══ Exercise text
Of course there is something wrong, that's what I'm telling you. The coyotes are there because the wolves are gone. The question is, what to do about it? We tend to want wildlife strictly on our terms, as measured by how successful hunting is, but that is wrong-headed. Wildlife management has to be more than ensuring you get a deer. We know how that turns out from history.
By any measure, Virginia has done a great job of rebuilding the deer herd from very low numbers. In Maine we have similar issues. Too many deer in the south, too few in the north. Most of the deer scarcity in northern Maine (near the northern limit for white tail deer) can be traced back to habitat changes in wintering yards and weather. Add in plentiful snowmobile trails that make it easy for coyotes to travel long distances in winter. It's just not the way it was years ago.
As far as coyote control, the Maine DNR proposed it's useful hunting them in cases where they are preying on wintering deer in deep snow, and are already weakened by low nutrition. Other than that specific situation--which to an extent is compensating for poor habitat--any wildlife biologist will tell you coyotes do not impact the deer herd to any great extent. The more coyotes you kill, the more litters they drop as long as food is available.
You hear coyotes and fewer deer are being taken in
your county. That's not a proof of cause and effect. Do you see deer carcasses that are coyote kills? How many? They are supposed to eat a few, you know.
Wolves were extirpated because they found domestic animals easy prey. Same for coyotes taking a calf from an animal that has had any natural smarts bred out of it, by and large, besides being penned inside a kill zone. It isn't meaningful to transfer that situation to coyotes killing deer because they have little in common.
════
══ Provided information
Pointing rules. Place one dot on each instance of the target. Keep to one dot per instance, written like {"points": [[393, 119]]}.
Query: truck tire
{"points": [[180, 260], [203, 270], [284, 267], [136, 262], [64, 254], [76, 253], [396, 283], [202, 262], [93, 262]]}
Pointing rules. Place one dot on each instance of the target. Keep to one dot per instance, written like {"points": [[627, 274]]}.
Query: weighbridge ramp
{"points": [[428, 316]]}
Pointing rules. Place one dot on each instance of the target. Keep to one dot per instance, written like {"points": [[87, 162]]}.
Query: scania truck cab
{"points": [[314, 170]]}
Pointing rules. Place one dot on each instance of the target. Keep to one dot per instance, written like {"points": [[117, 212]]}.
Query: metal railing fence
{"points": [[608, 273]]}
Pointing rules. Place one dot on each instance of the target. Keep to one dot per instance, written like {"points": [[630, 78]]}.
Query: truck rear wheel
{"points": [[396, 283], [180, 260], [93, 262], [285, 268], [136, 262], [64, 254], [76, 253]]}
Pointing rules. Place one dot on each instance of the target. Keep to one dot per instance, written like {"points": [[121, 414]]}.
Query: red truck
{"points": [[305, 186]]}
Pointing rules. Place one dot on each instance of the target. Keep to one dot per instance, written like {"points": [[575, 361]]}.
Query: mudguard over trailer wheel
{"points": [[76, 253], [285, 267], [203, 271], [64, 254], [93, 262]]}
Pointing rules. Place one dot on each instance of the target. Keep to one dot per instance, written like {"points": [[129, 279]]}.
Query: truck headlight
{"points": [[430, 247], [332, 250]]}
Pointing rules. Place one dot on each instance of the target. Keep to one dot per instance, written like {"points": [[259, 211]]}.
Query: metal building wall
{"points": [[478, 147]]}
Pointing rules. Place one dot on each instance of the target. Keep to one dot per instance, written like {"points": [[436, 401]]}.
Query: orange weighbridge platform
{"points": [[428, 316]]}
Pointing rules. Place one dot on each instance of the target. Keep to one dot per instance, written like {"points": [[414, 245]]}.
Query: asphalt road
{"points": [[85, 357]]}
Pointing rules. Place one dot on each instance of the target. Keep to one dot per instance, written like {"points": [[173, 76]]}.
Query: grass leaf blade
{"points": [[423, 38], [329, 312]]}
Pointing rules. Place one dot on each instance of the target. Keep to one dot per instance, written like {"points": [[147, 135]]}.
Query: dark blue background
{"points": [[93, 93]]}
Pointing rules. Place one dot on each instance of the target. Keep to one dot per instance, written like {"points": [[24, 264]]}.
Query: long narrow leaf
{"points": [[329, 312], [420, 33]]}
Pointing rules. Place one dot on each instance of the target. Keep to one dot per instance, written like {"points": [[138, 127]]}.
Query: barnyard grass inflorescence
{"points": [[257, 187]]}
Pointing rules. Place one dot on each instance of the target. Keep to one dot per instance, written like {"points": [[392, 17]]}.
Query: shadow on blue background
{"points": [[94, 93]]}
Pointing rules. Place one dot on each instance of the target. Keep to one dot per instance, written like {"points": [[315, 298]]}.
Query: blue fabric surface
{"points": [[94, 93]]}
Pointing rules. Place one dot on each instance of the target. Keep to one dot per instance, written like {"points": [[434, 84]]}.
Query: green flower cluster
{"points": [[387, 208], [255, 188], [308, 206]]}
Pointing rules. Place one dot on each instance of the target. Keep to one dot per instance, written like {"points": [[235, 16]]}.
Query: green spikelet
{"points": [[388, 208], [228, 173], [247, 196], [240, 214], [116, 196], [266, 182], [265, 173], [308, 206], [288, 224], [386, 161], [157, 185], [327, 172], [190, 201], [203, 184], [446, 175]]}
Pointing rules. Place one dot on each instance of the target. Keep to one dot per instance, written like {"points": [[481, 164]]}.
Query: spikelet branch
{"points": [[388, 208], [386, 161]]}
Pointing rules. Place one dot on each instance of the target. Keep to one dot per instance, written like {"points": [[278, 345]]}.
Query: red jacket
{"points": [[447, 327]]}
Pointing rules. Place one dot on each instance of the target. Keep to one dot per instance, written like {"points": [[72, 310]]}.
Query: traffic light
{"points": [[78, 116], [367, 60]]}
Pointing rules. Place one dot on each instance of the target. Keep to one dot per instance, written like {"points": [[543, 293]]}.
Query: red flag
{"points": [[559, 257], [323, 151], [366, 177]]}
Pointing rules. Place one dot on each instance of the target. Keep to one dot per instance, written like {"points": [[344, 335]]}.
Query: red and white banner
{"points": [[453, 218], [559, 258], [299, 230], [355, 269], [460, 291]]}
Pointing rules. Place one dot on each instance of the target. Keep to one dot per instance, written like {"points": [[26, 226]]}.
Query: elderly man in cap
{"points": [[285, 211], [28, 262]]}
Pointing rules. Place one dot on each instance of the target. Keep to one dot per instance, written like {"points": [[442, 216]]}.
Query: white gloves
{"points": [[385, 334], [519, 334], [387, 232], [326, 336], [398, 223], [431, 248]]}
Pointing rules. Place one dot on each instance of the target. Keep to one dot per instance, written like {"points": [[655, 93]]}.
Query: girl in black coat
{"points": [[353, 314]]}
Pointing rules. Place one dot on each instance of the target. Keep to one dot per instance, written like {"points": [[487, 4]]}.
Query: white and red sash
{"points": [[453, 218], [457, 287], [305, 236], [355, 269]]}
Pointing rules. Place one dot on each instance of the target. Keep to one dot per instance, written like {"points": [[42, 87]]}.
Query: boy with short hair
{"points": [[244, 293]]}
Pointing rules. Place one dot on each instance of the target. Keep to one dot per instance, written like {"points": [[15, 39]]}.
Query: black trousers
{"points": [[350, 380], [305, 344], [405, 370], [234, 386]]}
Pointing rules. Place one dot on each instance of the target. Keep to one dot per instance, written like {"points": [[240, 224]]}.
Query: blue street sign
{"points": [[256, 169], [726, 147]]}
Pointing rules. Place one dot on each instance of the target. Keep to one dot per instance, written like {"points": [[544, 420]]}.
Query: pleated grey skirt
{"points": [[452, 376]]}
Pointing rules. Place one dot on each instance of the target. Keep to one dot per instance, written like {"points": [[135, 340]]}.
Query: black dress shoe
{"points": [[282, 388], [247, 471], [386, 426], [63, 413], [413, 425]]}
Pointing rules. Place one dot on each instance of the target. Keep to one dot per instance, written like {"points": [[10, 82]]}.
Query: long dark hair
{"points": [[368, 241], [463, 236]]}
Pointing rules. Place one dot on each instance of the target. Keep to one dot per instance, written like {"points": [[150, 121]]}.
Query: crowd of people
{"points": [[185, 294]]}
════
Exercise A => Decide whether each statement agrees with the text on coyotes and deer, answering yes or no and quoting the words from that text that settle it. (i) Most of the deer scarcity in northern Maine is traced to habitat changes in wintering yards and to weather. (ii) Virginia has failed to rebuild its deer herd. (iii) Killing more coyotes leads them to drop fewer litters.
Exercise B => Write out the passage of the text on coyotes and deer starting at "Wolves were extirpated" and ending at "little in common.".

Answer space A =>
(i) Yes: "Most of the deer scarcity in northern Maine (near the northern limit for white tail deer) can be traced back to habitat changes in wintering yards and weather."
(ii) No: "By any measure, Virginia has done a great job of rebuilding the deer herd from very low numbers."
(iii) No: "The more coyotes you kill, the more litters they drop as long as food is available."

Answer space B =>
Wolves were extirpated because they found domestic animals easy prey. Same for coyotes taking a calf from an animal that has had any natural smarts bred out of it, by and large, besides being penned inside a kill zone. It isn't meaningful to transfer that situation to coyotes killing deer because they have little in common.